> [DATA TO USE]:

++++++

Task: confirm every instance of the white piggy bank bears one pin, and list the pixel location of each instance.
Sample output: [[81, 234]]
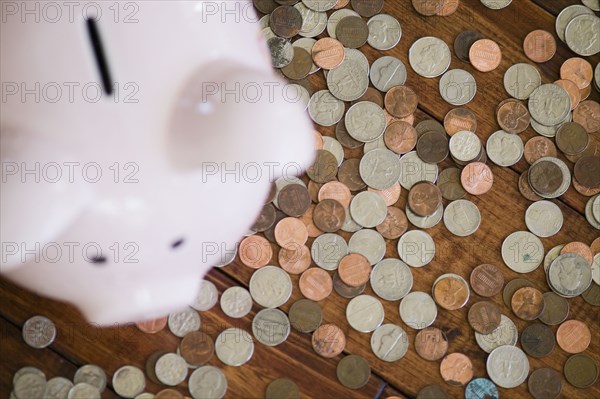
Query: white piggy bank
[[138, 140]]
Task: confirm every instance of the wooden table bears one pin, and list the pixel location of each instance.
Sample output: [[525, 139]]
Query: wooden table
[[502, 211]]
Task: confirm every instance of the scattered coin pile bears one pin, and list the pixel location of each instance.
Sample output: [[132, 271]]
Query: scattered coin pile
[[305, 217]]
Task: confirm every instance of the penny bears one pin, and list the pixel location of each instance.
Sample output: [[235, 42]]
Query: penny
[[456, 369], [573, 336], [353, 372], [484, 317], [431, 344], [477, 178], [537, 340], [328, 340], [539, 46], [487, 280], [485, 55], [315, 284], [581, 371], [255, 251], [545, 383]]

++++++

> [TASK DESCRIPTION]:
Rewrite every line of the material above, requests included, with each pixel coordinate in the answers multiplied by 1.6 and rounded to a whole number (halves round up). Leave the requests and their sample outputs unchanged, and omit the picture.

> [COMPLETE ANSWER]:
Task: confirm every instance of the white piggy bank bears one pin, and list the pixel location of each instance.
Sample output: [[81, 234]]
Query: white piggy bank
[[221, 224]]
Task: confirm every instance of the wooden table bears one pin, and list the pixel location of each instance.
Sample output: [[525, 139]]
Query: wooden table
[[803, 338]]
Task: confirm every instance of the scattered coin pile bears one pin, and list the pixel location of each instance.
Sample output: [[132, 271]]
Query: scattered coin pile
[[488, 347]]
Task: confirm every instance of the penny bears one pin, and list the pixel location of each instance.
Sample output: [[235, 42]]
Query: penny
[[730, 590], [917, 538], [565, 595], [774, 507], [690, 550], [763, 285], [859, 544], [525, 544], [862, 74], [779, 448], [776, 88], [504, 454], [930, 594], [408, 402], [872, 613]]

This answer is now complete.